### TASK
Continue the mailing-list reply about index bloat and vacuuming from where it stops.

### READING PASSAGE
----------
Re: Index bloat and REINDEX/VACUUM optimization for partial index

From: Jeff Janes <jeff(dot)janes(at)gmail(dot)com>
To: Maxim Boguk <maxim(dot)boguk(at)gmail(dot)com>
Cc: jayaprabhakar k <jayaprabhakar(at)gmail(dot)com>, psql-performance <pgsql-performance(at)postgresql(dot)org>
Subject: Re: Index bloat and REINDEX/VACUUM optimization for partial index
Date: 2023-09-01 03:18:12
Message-ID: CAMkU=1xKJHOQen=kRDWcXoQ-ZMcqQm0F6uYfJKAV47XMFP-pyQ@mail.gmail.com
Views: Raw Message | Whole Thread | Download mbox | Resend email
Thread:
Lists: pgsql-performance

On Thu, Aug 31, 2023 at 11:06 AM Maxim Boguk <maxim(dot)boguk(at)gmail(dot)com> wrote:

> With the default value of autovacuum_vacuum_scale_factor (The default is
> 0.2 (20% of table size).) index will collect like 100M outdated/dead index
> entries before autovacuum kicks in and cleans them all (in a worst case),
> and of course it will lead to huge index bloat and awful performance.
>

Index bloat doesn't automatically lead to awful performance. There must be
some additional factor at play.

> Even if you scale down autovacuum_vacuum_scale_factor to some
> unreasonable low value like 0.01, the index still bloats to the 5M dead
> entries before autovacuum run, and constant vacuuming of a huge 500M table
> will put a huge load on the database server.
>

For this type of situation, I would generally set
autovacuum_vacuum_scale_factor to 0, and use autovacuum_vacuum_threshold to
drive the vacuuming instead. But I'd make those changes just on the queue
table(s), not system wide. Due to the visibility map, the load on the
server does not need to be huge just due to the table, as the stable part
of the table can be ignored. The problem is that each index still needs to
be read entirely for each vacuum cycle, which would not be much of a
problem for the partial indexes, but certainly could be for the full
indexes. There are some very recent improvements in this area, but I don't
think they can be applied selectively to specific indexes.
----------
(Stored items from a collection)
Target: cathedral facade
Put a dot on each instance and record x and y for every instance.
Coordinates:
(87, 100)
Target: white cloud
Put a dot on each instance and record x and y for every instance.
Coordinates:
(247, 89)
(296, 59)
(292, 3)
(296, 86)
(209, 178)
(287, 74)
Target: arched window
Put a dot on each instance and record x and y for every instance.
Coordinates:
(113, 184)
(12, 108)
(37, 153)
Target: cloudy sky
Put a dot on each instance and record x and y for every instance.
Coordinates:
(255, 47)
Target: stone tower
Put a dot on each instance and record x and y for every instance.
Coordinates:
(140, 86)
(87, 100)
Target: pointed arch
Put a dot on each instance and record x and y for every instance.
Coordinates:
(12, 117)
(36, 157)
----------
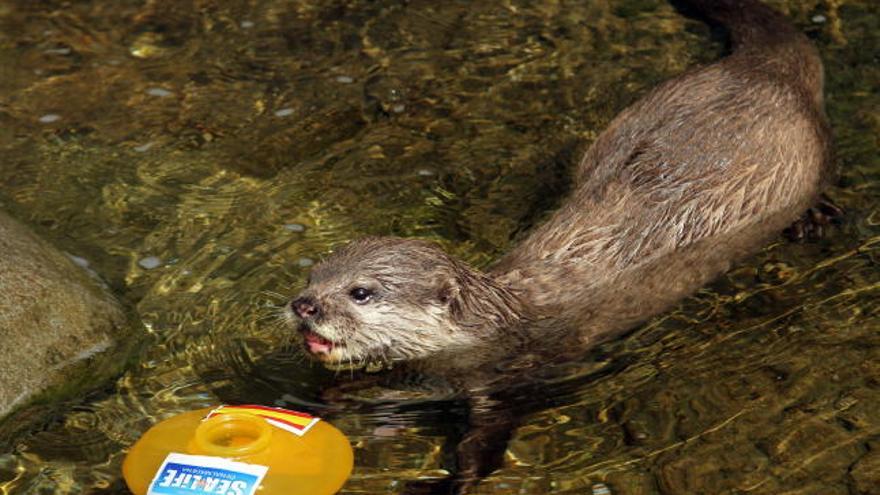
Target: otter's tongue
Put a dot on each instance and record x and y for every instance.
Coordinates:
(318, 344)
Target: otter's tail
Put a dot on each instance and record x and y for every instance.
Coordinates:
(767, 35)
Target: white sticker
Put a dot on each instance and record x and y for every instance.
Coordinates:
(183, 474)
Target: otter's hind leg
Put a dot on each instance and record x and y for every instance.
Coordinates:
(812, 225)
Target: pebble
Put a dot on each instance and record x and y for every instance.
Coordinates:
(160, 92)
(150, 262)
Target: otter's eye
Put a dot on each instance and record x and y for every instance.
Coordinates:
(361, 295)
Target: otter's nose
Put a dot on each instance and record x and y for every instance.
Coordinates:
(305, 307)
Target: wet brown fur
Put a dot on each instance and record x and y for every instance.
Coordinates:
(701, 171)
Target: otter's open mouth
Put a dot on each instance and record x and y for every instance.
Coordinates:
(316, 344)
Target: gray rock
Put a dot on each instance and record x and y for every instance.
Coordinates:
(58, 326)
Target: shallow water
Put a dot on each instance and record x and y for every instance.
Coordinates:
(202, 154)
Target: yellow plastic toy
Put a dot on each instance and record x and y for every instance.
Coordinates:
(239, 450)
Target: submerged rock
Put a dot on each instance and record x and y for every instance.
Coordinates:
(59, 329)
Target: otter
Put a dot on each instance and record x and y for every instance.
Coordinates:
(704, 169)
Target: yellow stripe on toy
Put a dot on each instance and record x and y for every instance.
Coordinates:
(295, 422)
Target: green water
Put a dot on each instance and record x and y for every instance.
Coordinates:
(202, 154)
----------
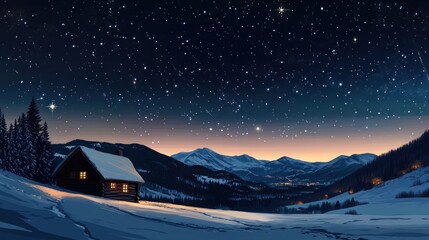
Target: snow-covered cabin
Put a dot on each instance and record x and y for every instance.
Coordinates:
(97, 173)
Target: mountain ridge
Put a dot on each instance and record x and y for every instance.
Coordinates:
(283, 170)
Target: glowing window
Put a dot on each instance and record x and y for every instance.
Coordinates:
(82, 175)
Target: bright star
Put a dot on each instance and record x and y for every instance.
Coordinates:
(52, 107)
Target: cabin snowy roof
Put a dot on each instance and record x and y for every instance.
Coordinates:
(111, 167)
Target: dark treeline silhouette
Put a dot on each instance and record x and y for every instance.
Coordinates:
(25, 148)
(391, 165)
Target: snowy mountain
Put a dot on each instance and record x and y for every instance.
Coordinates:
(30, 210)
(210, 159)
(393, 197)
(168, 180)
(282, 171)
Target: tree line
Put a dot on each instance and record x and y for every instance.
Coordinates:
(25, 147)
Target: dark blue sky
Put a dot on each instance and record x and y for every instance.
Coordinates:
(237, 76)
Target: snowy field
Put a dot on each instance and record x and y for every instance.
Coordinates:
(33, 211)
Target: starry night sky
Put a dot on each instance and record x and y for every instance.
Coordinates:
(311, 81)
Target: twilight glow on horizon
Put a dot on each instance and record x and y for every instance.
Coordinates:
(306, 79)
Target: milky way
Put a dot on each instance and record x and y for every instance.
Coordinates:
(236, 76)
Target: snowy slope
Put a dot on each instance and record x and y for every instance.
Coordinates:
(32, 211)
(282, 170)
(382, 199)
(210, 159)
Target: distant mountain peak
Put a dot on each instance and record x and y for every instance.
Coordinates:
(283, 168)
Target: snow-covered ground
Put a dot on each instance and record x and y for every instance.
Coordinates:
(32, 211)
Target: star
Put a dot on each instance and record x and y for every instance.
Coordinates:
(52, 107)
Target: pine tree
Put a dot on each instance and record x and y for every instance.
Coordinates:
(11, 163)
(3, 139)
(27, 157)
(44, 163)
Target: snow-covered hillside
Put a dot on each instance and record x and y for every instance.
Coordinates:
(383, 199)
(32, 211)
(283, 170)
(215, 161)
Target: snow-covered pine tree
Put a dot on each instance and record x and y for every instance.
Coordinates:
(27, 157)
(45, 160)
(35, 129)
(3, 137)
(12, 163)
----------
### TASK ANSWER
>
> Unfortunately there is no easy way out of this situation from database
> side, in general I recommend not trying to implement a fast pacing queue
> like load inside of a huge and constantly growing table, it never works
> well because you cannot keep up partial efficient indexes for the queue in
> a clean/non-bloated state.
>
> In my opinion the best solution is to keep list of entries to process ("*around
> 1000-1500 tasks in pending statuses")* duplicated in the separate tiny
> table (via triggers or implement it on the application level), in that case
> autovacuum will be able quickly clean dead entries from the index.
>

You should be able to use declarative partitioning to separate the "final"
tuples from the "active" tuples, to get the same benefit but with less work.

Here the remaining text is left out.